● **Exercise brief**:
For every record here, output an exact copy.

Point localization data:
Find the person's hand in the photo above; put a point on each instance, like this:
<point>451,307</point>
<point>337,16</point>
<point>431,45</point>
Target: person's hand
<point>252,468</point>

● **Result of the exercise**:
Find the person's hand in the photo above; put a point on each instance, like this:
<point>451,307</point>
<point>337,16</point>
<point>431,45</point>
Target: person's hand
<point>252,468</point>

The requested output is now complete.